About this exercise:
Your answer should repeat the listing in full, with no line missing or altered.

Stored data:
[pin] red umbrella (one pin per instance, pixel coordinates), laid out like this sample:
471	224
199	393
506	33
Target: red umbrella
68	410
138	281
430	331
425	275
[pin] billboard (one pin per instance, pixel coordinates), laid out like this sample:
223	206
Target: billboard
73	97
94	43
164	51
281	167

Your response:
[pin] red umbrella (one pin per instance, pixel coordinates), laid out like this sample:
471	224
199	393
506	33
Target: red umbrella
68	410
138	281
430	331
425	275
[pin] billboard (one pin per instance, pixel coordinates), laid out like this sample:
223	206
Target: billboard
73	97
94	43
164	51
281	167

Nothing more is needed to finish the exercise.